▶ **Task material**
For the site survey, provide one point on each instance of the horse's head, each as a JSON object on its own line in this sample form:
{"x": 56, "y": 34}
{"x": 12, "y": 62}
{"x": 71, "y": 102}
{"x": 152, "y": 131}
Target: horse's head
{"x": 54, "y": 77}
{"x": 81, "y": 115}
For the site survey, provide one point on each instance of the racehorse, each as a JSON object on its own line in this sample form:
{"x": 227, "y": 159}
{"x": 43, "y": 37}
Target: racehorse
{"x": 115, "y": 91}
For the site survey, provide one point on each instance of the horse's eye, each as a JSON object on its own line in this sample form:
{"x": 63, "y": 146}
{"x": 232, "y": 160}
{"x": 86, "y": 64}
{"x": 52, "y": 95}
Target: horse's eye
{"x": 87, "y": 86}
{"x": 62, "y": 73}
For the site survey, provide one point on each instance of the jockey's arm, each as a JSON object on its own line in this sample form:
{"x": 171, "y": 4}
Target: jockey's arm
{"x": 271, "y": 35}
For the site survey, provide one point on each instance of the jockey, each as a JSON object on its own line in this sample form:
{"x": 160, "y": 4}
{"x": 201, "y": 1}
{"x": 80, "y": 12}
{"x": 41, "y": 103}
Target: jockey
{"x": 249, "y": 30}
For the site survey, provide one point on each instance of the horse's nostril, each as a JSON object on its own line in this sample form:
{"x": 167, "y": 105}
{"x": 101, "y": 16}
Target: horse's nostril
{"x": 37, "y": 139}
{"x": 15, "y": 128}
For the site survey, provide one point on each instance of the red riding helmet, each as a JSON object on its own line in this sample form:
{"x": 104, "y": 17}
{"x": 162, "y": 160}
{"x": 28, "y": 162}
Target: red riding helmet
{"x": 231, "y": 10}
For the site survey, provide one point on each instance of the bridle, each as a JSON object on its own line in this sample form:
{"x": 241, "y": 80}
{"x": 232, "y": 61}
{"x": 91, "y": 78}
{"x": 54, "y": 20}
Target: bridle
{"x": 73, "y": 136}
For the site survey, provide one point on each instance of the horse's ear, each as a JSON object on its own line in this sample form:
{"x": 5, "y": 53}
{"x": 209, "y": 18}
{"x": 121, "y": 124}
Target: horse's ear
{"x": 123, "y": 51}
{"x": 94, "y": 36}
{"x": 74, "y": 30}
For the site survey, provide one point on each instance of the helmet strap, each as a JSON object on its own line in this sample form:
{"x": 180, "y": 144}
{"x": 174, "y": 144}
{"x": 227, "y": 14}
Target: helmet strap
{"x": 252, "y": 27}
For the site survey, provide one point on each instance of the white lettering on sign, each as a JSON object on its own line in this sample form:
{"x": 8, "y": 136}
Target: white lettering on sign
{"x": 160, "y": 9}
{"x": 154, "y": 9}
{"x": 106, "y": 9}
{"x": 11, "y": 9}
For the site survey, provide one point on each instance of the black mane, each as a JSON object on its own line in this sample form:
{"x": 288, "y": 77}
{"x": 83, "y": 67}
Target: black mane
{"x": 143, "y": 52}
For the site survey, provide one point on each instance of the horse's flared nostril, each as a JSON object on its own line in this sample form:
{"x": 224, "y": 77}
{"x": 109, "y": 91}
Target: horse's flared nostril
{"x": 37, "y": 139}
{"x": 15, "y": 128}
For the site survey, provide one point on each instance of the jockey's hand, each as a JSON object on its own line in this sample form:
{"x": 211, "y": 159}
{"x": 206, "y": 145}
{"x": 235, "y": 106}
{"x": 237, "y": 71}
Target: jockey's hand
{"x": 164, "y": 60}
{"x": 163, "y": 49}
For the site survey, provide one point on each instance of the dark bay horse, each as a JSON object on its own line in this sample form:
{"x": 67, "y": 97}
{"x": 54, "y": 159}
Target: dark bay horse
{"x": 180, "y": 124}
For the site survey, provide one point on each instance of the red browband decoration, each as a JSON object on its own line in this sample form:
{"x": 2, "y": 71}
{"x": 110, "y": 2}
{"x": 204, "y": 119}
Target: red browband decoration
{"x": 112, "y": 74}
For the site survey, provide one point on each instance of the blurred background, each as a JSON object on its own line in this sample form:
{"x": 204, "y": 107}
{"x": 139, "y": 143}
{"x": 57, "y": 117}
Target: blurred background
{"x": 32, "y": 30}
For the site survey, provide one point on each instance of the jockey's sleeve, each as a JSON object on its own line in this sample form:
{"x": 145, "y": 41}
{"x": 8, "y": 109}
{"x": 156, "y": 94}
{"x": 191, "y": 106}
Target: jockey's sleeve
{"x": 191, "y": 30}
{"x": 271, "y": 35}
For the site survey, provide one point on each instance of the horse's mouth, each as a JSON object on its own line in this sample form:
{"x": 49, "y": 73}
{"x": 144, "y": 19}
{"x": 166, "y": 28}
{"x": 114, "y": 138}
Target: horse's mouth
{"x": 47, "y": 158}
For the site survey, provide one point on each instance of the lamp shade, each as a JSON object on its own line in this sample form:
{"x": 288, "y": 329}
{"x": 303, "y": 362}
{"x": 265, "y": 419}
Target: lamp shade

▶ **Description of the task**
Reproduce all of the data above line for line, without altering a single character.

▶ **Completed task**
For the site survey, provide one point on each instance of the horse's head, each as a JSON object on its own line in this sample form:
{"x": 56, "y": 34}
{"x": 12, "y": 62}
{"x": 71, "y": 102}
{"x": 152, "y": 131}
Target: horse's head
{"x": 54, "y": 77}
{"x": 81, "y": 115}
For the site survey, provide one point on each instance of the racehorse, each as a JSON object on its own line in this sample form:
{"x": 227, "y": 159}
{"x": 43, "y": 37}
Target: racehorse
{"x": 115, "y": 91}
For the site survey, provide one point on each instance of the horse's eye, each as a JSON object on its own line in this sample form:
{"x": 63, "y": 146}
{"x": 232, "y": 160}
{"x": 86, "y": 64}
{"x": 52, "y": 95}
Target: horse's eye
{"x": 87, "y": 86}
{"x": 62, "y": 73}
For the site survey, provide one point on each instance of the jockey's arm, each as a JSON object on its own line in this sample form:
{"x": 171, "y": 4}
Target: jockey's arm
{"x": 271, "y": 35}
For the site survey, provide one point on each instance of the jockey, each as a JSON object on its own line in this sample form:
{"x": 160, "y": 4}
{"x": 201, "y": 1}
{"x": 80, "y": 12}
{"x": 41, "y": 103}
Target: jockey
{"x": 249, "y": 30}
For the site survey, provide one point on each instance of the horse's nostril, each as a JSON object on its own line in this sample form:
{"x": 167, "y": 105}
{"x": 101, "y": 16}
Target: horse's nostril
{"x": 37, "y": 139}
{"x": 15, "y": 128}
For the site survey, provide one point on each instance of the red riding helmet, each as a JSON object on its own line in this sample form:
{"x": 104, "y": 17}
{"x": 162, "y": 160}
{"x": 28, "y": 162}
Target: red riding helmet
{"x": 231, "y": 10}
For the site survey, provide one point on each instance of the bridle, each as a JSON object on its own line in this sample form:
{"x": 241, "y": 80}
{"x": 232, "y": 61}
{"x": 91, "y": 78}
{"x": 54, "y": 20}
Target: bridle
{"x": 73, "y": 136}
For the site survey, provide one point on each instance of the horse's ear, each as a JSON object on its own line in this sample form:
{"x": 5, "y": 53}
{"x": 209, "y": 18}
{"x": 121, "y": 124}
Target: horse's ear
{"x": 123, "y": 51}
{"x": 94, "y": 36}
{"x": 74, "y": 30}
For the site survey, provide one point on each instance of the helmet strap, each as a JSON object on its own line in this sample form:
{"x": 180, "y": 144}
{"x": 174, "y": 144}
{"x": 227, "y": 14}
Target: helmet strap
{"x": 252, "y": 27}
For the site survey, provide one point on each instance of the white lettering on sign, each as a JSON object on its own line in this sample form:
{"x": 8, "y": 136}
Target: white lettering on sign
{"x": 160, "y": 9}
{"x": 154, "y": 9}
{"x": 106, "y": 9}
{"x": 11, "y": 9}
For the site survey, provide one point on each instance of the black mane, each as a JSON object on its own line in this sample form:
{"x": 288, "y": 77}
{"x": 83, "y": 67}
Target: black mane
{"x": 143, "y": 52}
For the site survey, provide one point on each instance of the horse's flared nostril, each as a JSON object on its own line in this sample form:
{"x": 224, "y": 77}
{"x": 109, "y": 91}
Target: horse's flared nostril
{"x": 37, "y": 139}
{"x": 15, "y": 128}
For the site survey, provide one point on each instance of the jockey's hand, each as a JSON object on its own line in this sample form:
{"x": 211, "y": 159}
{"x": 206, "y": 145}
{"x": 235, "y": 106}
{"x": 237, "y": 71}
Target: jockey's hand
{"x": 164, "y": 60}
{"x": 163, "y": 49}
For the site survey, provide one point on each instance of the dark bay horse, each as a JSON object on its own line in this sample form:
{"x": 67, "y": 97}
{"x": 54, "y": 159}
Target: dark bay horse
{"x": 180, "y": 124}
For the site survey, provide one point on each instance of the red browband decoration, each as a JSON object on its own line in this sample form:
{"x": 2, "y": 71}
{"x": 110, "y": 2}
{"x": 204, "y": 119}
Target: red browband decoration
{"x": 112, "y": 74}
For the site survey, provide one point on each instance of the blurred background, each as a JSON object on its own line in this sample form:
{"x": 204, "y": 107}
{"x": 139, "y": 143}
{"x": 57, "y": 117}
Target: blurred background
{"x": 32, "y": 30}
For the site survey, provide one point on each instance of the jockey's sleeve, each as a JSON object on its own line in this sample form:
{"x": 145, "y": 41}
{"x": 8, "y": 109}
{"x": 156, "y": 94}
{"x": 191, "y": 106}
Target: jockey's sleeve
{"x": 191, "y": 30}
{"x": 271, "y": 35}
For the site survey, provide one point on each instance of the horse's mouth, each as a JSON object on its own line in this sample form:
{"x": 49, "y": 73}
{"x": 144, "y": 19}
{"x": 166, "y": 28}
{"x": 114, "y": 138}
Target: horse's mouth
{"x": 47, "y": 158}
For the site survey, provide one point on each instance of the lamp shade, each as a JSON object on its own line in this sample form:
{"x": 288, "y": 329}
{"x": 303, "y": 362}
{"x": 265, "y": 419}
Target: lamp shade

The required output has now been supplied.